Quel che cambia sono solo le prospettive: infatti, il denaro, necessario nell’esercizio del potere, è essenziale anche per soddisfare bisogni e bramosie dei semplici privati protagonisti delle commedie. L’avidità può spingere a tradire la patria o la parte politica: ma, in fondo, essa, nel microcosmo dell’azione scenica — che è riproposizione della vita quotidiana —, può indurre “a far commercio del proprio ufficio, come per esempio fra Timoteo è uso” (ibid.). Ingannare, a volte, è una necessità per chi regge la cosa pubblica: così è, con in più una significativa quota di piacere del tutto gratuito, nella Mandragola.
Il motivo per cui Machiavelli spicca anche come commediografo sugli autori coevi che hanno praticato il medesimo genere (leggere per credere le commedie ariostesche), sta nel fatto che anche la sua produzione teatrale si sostanzia di una complessità di pensiero derivante dalla lunga meditazione sulla natura, sui mores degli uomini, nel presente (attraverso l’osservazione), e nel passato (attraverso lo studio dei classici).
Accanto al volume delle Commedie, sempre per l’Editrice Salerno, negli “Studi e Ricerche per l’Edizione nazionale delle Opere” di Machiavelli, è disponibile un’ampia scelta di Letture Machiavelliane, di Paul Larivaille (Roma 2017, 284 pagine, 28 euro). L’autore ha insegnato lingua e letteratura italiana all’Università di Paris X – Nanterre e si è interessato anche di Tasso, di Ariosto e dell’Aretino. Di Machiavelli Larivaille si è occupato a più riprese: dapprima con La Vie quotidienne en Italie au temps de Machiavel (Paris 1979, trad. it. Milano 1984), e poi contribuendo, con l’introduzione, alla nuova edizione critica del Principe, curata da M. Martelli (Paris 2008).
◆ ◆ ◆ ◆
## COMPITO 1
Oltre a Machiavelli, di quali autori si è interessato Paul Larivaille secondo il brano su Machiavelli? Elencali tutti.
## COMPITO 2
Trascrivi dal brano su Machiavelli il passo che comincia con “Quel che cambia” e termina con “gratuito, nella Mandragola.”.
Le righe non hanno alcun rapporto con il brano.

Dati di localizzazione con un punto per istanza:
◆ ◆ ◆ ◆
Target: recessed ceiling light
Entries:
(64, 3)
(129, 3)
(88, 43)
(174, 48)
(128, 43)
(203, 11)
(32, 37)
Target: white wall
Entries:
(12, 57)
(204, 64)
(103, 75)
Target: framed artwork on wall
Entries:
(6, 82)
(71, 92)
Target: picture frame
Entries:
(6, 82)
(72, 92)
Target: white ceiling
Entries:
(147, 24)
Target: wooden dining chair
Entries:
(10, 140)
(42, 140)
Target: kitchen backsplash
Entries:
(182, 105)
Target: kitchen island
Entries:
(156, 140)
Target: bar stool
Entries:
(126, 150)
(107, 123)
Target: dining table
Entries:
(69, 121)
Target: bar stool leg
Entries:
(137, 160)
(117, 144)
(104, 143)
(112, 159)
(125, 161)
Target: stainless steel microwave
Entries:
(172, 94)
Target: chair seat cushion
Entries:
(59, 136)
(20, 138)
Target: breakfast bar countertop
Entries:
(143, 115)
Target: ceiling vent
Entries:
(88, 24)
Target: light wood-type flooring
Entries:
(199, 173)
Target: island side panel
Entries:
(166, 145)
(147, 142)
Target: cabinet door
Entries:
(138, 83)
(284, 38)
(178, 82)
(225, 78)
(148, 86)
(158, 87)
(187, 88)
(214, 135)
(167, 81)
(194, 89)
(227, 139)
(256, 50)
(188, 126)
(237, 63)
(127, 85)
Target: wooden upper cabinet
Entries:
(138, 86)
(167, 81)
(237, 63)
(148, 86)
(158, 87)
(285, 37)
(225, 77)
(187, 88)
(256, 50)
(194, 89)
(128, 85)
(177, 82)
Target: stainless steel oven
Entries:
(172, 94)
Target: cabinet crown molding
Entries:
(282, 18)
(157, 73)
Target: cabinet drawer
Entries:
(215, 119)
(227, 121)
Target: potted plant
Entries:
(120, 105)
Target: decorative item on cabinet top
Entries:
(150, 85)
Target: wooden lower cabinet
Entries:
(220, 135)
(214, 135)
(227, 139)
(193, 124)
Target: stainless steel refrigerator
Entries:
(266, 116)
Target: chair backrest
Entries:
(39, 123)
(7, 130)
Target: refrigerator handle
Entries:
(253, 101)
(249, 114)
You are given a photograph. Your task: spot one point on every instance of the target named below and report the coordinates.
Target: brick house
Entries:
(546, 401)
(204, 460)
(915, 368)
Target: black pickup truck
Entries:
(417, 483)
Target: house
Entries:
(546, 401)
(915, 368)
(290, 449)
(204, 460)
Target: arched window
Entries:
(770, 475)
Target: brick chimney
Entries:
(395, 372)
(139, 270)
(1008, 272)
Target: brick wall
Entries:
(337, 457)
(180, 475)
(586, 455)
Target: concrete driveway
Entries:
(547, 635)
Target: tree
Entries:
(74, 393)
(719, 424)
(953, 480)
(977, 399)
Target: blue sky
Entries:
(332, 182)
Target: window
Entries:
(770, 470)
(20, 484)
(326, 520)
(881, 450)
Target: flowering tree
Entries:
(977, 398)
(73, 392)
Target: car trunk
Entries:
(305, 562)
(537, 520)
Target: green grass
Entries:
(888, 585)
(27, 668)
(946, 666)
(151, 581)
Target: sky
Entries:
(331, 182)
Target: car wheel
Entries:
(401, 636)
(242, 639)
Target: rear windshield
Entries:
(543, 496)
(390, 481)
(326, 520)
◆ ◆ ◆ ◆
## RISPOSTA 1
Tasso, Ariosto, l’Aretino

## RISPOSTA 2
Quel che cambia sono solo le prospettive: infatti, il denaro, necessario nell’esercizio del potere, è essenziale anche per soddisfare bisogni e bramosie dei semplici privati protagonisti delle commedie. L’avidità può spingere a tradire la patria o la parte politica: ma, in fondo, essa, nel microcosmo dell’azione scenica — che è riproposizione della vita quotidiana —, può indurre “a far commercio del proprio ufficio, come per esempio fra Timoteo è uso” (ibid.). Ingannare, a volte, è una necessità per chi regge la cosa pubblica: così è, con in più una significativa quota di piacere del tutto gratuito, nella Mandragola.